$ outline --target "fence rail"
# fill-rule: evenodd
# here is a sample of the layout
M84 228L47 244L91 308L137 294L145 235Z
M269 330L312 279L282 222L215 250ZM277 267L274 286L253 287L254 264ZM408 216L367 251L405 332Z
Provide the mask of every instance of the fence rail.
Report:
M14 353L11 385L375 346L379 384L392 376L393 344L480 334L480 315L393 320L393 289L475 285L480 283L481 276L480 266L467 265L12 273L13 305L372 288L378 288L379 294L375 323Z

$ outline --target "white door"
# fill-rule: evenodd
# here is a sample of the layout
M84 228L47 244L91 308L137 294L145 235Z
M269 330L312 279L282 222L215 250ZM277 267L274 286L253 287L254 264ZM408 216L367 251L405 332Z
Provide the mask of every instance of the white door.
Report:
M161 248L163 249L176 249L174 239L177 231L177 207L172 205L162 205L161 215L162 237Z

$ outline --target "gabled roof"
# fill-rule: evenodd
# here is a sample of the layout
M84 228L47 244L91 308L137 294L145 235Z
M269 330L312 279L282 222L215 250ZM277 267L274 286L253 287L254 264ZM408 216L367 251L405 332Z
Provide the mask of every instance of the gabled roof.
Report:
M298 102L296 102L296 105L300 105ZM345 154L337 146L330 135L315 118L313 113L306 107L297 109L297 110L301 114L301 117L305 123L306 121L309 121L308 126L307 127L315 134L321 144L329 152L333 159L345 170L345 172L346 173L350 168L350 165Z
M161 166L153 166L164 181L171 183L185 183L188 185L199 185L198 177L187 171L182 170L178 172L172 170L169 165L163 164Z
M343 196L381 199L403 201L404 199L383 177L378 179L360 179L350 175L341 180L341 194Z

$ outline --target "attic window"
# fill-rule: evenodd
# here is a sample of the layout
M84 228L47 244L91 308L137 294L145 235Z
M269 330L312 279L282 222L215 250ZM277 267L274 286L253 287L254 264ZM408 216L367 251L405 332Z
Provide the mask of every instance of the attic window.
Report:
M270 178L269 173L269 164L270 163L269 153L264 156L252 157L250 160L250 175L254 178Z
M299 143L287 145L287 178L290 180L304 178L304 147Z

--------------------------------------------------

Copy all of the data above character for character, with every line kept in its original order.

$ outline --target "fence rail"
# fill-rule: evenodd
# here is a sample of the layout
M84 228L47 244L91 308L137 294L145 235Z
M269 330L312 279L282 222L215 250ZM277 267L274 286L253 287L254 264ZM408 216L367 251L405 332Z
Provide the mask of every instance of the fence rail.
Report:
M14 353L11 385L375 346L379 384L392 376L393 344L480 334L480 315L393 320L393 289L475 285L480 283L481 276L480 266L467 265L12 273L13 305L372 288L378 288L379 294L375 323Z

$ outline --target "white door"
# fill-rule: evenodd
# here is a sample of the layout
M84 228L47 244L91 308L137 294L145 235Z
M269 330L312 279L282 222L215 250ZM277 267L274 286L253 287L254 264ZM408 216L367 251L405 332Z
Provide the mask of every instance of the white door.
Report:
M161 248L163 249L176 249L174 239L177 231L177 207L172 205L162 205L161 215L162 237Z

$ outline --target "gabled roof"
# fill-rule: evenodd
# here is a sample of the layout
M84 228L47 244L91 308L137 294L145 235Z
M269 330L312 279L282 222L215 250ZM277 267L274 286L253 287L254 264ZM408 216L367 251L405 332Z
Provide the mask of every instance of the gabled roof.
Report:
M298 102L296 102L296 105L300 105ZM345 154L337 146L330 135L315 118L313 113L306 107L297 109L297 110L301 114L301 117L305 123L306 121L309 121L308 126L307 127L315 134L321 144L329 152L333 159L345 170L345 172L346 173L350 168L350 165Z
M161 166L153 166L164 181L171 183L185 183L188 185L199 185L198 177L187 171L182 170L178 172L172 170L169 165L163 164Z
M343 196L381 199L403 201L404 199L383 177L378 179L360 179L350 175L341 180L341 194Z

$ outline --target "attic window"
# fill-rule: evenodd
# here is a sample of the layout
M84 228L47 244L91 308L137 294L145 235Z
M269 330L312 279L282 222L215 250ZM277 267L274 286L253 287L254 264ZM408 216L367 251L405 332Z
Provide the mask of every instance of the attic window.
Report:
M270 178L269 173L269 164L270 163L269 153L264 156L252 157L250 160L250 175L254 178Z
M299 143L287 145L287 178L290 180L304 178L304 147Z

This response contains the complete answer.